### SHORT PROBLEM A
In the Markov chain passage below, copy the section that begins at the words "When the spider" and stops after the words "with probability 1/3.".

### SOURCE TEXT
When the spider is at the opposite corner of the cube, it is at a distance of 3 steps from the ant. It is in state $S_3$.
Building the transition matrix $\mathbf{P}$.
If we draw a cube we see that when we are at state $S_3$, every movement reduces the distance between the spider and the ant to 2 steps. So, when we are at state $S_3$ we move to state $S_2$ with probability 1.
When we are at state $S_2$, we can go back to state $S_3$ using the edge we arrived from there or we can decrease the distance to only one step if we choose two other edges. So, when we are at state $S_2$ we can move to state $S_1$ with probability 2/3 and to state $S_3$ with probability 1/3.
When we are at state $S_1$, we can go to state $S_0$ using one of the three possible edges. If we use the other two, we go back to state $S_2$. So, when we are at state $S_1$ we can move to state $S_0$ with probability 1/3 and to state $S_2$ with probability 2/3.
When we get to state $S_0$, we stay there since it is our goal. $S_0$ is an absorbing state.
\begin{equation}
\mathbf{P} = \left[\begin{array}{cccc}
P_{S_3 \to S_3} & P_{S_3 \to S_2}& P_{S_3 \to S_1} & P_{S_3 \to S_0} \\
P_{S_2 \to S_3} & P_{S_2 \to S_2}& P_{S_2 \to S_1} & P_{S_2 \to S_0} \\
P_{S_1 \to S_3} & P_{S_1 \to S_2}& P_{S_1 \to S_1} & P_{S_1 \to S_0} \\
P_{S_0 \to S_3} & P_{S_0 \to S_2} & P_{S_0 \to S_1}& P_{S_0 \to S_0} \\
\end{array}\right] = \left[\begin{array}{cccc}
0 & 1 & 0 & 0 \\
1/3 & 0 & 2/3 & 0 \\
0 & 2/3 & 0 & 1/3 \\
0 & 0 & 0 & 1 \\
\end{array}\right]
\end{equation}
This is an absorbing Markov chain with three transient states ($S_3$, $S_2$, $S_1$) and one absorbing state ($S_0$).
According to the theory, the transition matrix of a Markov chain with $t$ transient states and $r$ absorbing states can be rewritten as:
\begin{equation}
\mathbf{P} = \left[\begin{array}{cc}
\mathbf{Q}_t &\mathbf{R} \\
\mathbf{0}_{r \times t} & \mathbf{I}_r \\
\end{array}\right]
\end{equation}
where $\mathbf{Q}_t$ is a $t \times t$ matrix that shows the probability of transitioning from some transient state to another transient state, while $\mathbf{R}$ is a $t \times r$ matrix with the probabilities of transitioning from one of the $t$ transient states to one of the $r$ absorbing states. The identity matrix $\mathbf{I}_r$ shows us that when any of the $r$ absorbing state is reached, there is no transition away from that state. The all zeros matrix $\mathbf{0}_{r \times t}$ can be interpreted as that there is no transition from any of the $r$ absorbing states to any of the $t$ transient states.

### INFORMATION GIVEN
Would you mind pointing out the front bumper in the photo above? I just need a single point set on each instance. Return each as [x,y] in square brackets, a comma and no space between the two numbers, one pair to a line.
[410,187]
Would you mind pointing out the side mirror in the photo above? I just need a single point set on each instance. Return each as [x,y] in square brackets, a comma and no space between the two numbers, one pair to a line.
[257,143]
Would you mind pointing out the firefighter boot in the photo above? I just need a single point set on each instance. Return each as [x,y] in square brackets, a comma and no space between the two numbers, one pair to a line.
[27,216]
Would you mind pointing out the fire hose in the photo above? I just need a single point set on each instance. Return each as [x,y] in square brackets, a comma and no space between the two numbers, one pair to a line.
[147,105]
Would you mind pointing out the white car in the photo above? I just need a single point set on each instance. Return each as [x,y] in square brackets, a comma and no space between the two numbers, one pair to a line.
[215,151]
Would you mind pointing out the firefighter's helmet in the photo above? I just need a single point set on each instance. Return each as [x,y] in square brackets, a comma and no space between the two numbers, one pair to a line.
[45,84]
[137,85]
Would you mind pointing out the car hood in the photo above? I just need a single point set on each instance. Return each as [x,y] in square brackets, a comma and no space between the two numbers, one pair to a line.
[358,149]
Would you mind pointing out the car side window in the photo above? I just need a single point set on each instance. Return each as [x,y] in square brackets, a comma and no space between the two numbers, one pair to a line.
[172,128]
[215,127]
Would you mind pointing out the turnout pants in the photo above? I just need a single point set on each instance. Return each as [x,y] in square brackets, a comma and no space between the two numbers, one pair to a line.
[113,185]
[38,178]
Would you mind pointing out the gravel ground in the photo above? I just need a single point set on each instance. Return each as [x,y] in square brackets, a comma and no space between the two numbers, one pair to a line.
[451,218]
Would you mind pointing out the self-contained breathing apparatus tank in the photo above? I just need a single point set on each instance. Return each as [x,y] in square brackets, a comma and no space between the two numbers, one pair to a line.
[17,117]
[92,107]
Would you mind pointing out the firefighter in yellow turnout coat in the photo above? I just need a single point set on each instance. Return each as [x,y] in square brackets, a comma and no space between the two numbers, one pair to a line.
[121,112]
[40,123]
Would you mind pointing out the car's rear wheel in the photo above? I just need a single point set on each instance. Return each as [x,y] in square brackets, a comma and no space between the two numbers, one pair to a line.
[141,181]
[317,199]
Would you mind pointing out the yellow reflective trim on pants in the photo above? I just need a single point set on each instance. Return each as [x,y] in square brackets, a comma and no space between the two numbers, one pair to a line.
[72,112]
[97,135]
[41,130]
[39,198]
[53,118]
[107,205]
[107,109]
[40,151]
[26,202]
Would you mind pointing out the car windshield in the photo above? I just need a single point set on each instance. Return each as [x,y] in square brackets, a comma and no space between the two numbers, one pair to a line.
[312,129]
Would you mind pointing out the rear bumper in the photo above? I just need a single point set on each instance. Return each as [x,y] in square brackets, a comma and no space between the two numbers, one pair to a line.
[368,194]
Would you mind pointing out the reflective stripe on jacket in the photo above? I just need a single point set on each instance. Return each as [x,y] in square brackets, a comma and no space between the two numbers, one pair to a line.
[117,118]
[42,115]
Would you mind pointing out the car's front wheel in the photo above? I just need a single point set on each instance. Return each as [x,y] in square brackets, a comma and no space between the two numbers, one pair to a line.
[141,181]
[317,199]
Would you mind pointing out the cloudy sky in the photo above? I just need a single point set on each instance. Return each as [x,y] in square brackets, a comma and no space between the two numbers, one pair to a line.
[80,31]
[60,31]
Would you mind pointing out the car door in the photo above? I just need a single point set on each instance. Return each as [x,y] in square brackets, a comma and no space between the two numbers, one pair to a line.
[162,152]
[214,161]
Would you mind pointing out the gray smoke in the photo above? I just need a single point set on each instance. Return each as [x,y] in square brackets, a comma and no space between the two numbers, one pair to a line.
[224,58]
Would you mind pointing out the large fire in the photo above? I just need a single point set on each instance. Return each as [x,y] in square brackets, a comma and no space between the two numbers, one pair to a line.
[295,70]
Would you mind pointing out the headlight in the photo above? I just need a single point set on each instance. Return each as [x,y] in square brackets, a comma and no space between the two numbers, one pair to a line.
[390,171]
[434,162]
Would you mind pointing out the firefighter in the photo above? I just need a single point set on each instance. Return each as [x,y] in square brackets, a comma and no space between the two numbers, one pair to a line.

### SHORT PROBLEM B
Copy each row above that contains the string "reflective", matching case.

### ANSWER A
When the spider is at the opposite corner of the cube, it is at a distance of 3 steps from the ant. It is in state $S_3$.
Building the transition matrix $\mathbf{P}$.
If we draw a cube we see that when we are at state $S_3$, every movement reduces the distance between the spider and the ant to 2 steps. So, when we are at state $S_3$ we move to state $S_2$ with probability 1.
When we are at state $S_2$, we can go back to state $S_3$ using the edge we arrived from there or we can decrease the distance to only one step if we choose two other edges. So, when we are at state $S_2$ we can move to state $S_1$ with probability 2/3 and to state $S_3$ with probability 1/3.

### ANSWER B
Would you mind pointing out the yellow reflective trim on pants in the photo above? I just need a single point set on each instance. Return each as [x,y] in square brackets, a comma and no space between the two numbers, one pair to a line.
Would you mind pointing out the reflective stripe on jacket in the photo above? I just need a single point set on each instance. Return each as [x,y] in square brackets, a comma and no space between the two numbers, one pair to a line.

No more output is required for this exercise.